The problem:
Print the full set of records below, character for character and picture-free.

Dataset entries
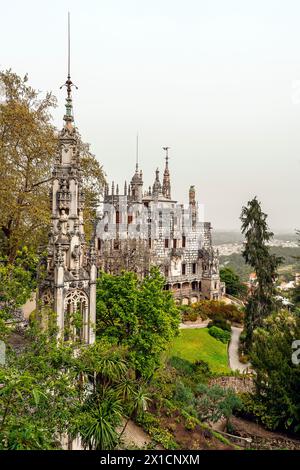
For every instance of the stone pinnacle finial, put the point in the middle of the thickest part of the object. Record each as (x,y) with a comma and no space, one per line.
(68,117)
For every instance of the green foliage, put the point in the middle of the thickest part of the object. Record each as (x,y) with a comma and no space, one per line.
(184,395)
(99,419)
(139,315)
(28,146)
(221,335)
(234,286)
(50,389)
(257,254)
(215,308)
(215,402)
(152,425)
(277,378)
(254,409)
(220,323)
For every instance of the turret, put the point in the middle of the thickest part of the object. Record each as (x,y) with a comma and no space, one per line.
(156,188)
(166,188)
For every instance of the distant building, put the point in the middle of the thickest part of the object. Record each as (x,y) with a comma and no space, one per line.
(140,228)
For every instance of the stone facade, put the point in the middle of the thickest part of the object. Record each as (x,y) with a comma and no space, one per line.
(139,228)
(69,287)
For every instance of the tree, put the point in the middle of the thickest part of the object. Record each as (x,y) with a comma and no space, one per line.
(234,286)
(137,314)
(28,146)
(39,392)
(277,377)
(257,254)
(47,391)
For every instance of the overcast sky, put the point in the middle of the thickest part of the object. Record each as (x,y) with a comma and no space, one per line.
(217,81)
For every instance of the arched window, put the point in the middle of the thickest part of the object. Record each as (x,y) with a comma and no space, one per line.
(76,316)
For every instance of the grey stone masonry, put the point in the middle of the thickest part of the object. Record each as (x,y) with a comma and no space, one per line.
(138,229)
(69,287)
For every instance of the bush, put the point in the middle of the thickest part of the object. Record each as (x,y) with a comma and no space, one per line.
(215,308)
(184,394)
(220,334)
(188,314)
(183,366)
(152,425)
(255,410)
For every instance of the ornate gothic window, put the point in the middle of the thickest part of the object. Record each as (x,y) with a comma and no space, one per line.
(76,316)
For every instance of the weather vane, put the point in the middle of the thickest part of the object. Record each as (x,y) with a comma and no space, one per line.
(166,149)
(69,83)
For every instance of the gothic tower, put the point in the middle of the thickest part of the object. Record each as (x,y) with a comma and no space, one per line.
(166,189)
(69,287)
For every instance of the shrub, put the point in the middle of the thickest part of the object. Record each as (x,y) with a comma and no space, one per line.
(212,308)
(202,367)
(189,315)
(254,409)
(219,334)
(184,394)
(152,425)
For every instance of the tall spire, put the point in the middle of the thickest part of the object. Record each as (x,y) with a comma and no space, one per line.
(137,153)
(166,180)
(68,117)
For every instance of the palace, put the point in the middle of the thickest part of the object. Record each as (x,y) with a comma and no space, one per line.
(140,228)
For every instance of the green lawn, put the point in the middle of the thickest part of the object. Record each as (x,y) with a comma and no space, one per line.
(197,344)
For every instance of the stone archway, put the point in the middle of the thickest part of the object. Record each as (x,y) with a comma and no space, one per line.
(76,312)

Task answer:
For every instance of the stone pinnacle finial, put the point in the middle of the thickest part of the object. Record each as (x,y) with a comma and no space, one per line.
(68,117)
For every instance of the green foliage, put the point in the middle of the thickest part of the object. Record each as (x,y) with a comma and no space, one per line.
(184,395)
(99,419)
(139,315)
(28,146)
(221,335)
(234,286)
(50,389)
(257,254)
(215,308)
(215,402)
(152,425)
(277,378)
(254,409)
(220,323)
For every instance of the turret, put the point in the middle of the thickest part of the object. Record each as (x,y) with a comma and no space, one per line.
(156,188)
(166,188)
For every instance of the distant building, put the point in the middle of the thickest part of the object. Record each as (x,y) with a comma and no space, one per line.
(140,228)
For every instance of the stone facade, put the point in the middle of the thickest part of the object. Record each as (x,y) with a comma and no space, one per line.
(139,228)
(69,287)
For every instance of the tree, put the point in the middle of the thickest part of the object. Record each as (x,y) with a comma and no space, one per line.
(234,286)
(137,314)
(28,146)
(39,392)
(277,377)
(257,254)
(47,391)
For every instance of the overcast sky, put the point in the middle of the thickest part of the object. Record each as (x,y) with a comma and no space, one per line.
(217,81)
For every instance of the arched window, put the point in the middle of the thickest part of the object. Record each as (x,y) with a comma and no space, one per line.
(76,316)
For every instance of the grey stone masonry, put the point in the middle of the thickest part of the object. Record each as (x,y) with a comma and no space, one per line.
(138,229)
(69,287)
For every instance of the bush, put the point in the middle of the thickest part of the object. Record each as (x,y) with a comma and no space, one per line.
(215,308)
(184,394)
(220,334)
(188,314)
(183,366)
(152,425)
(255,410)
For every instance of the ornate gothic window, put the point in the middle of the thickest part of the object. Record each as (x,y) with a comma and no space, one per line.
(76,316)
For every instance of the weather vane, put the point in the middle of the thickest part of the object. Record each as (x,y) with a comma and no space, one per line.
(166,149)
(69,83)
For every instance of the gothic tower, put the point in the middle of the thickest part of the object. Record each as (x,y) with a comma and no space, one per line.
(166,189)
(69,287)
For every instance of the shrub, put the point in the middle of the thickest part of the object. Record each as (x,y) with a comma and no space, one per line.
(212,308)
(202,367)
(189,315)
(254,409)
(219,334)
(184,394)
(152,425)
For every instance of the tall spire, put the point in the middle of the thickest part of the object. Record each as (x,y) with a comma and no space, one per line.
(137,153)
(166,180)
(68,117)
For every instance of the palace, put the point in the middle of the thickest part of the object. Record each as (x,y) with a comma and no space, one per line.
(140,228)
For every instance of the green lawn, put the point in the middle of the thickest part of the object. Record each as (x,y) with a comma and no space, one per line.
(197,344)
For every instance of the stone archway, put the point in the middle of the thickest part of the object. Record each as (x,y) with a comma and no space, one per line.
(76,312)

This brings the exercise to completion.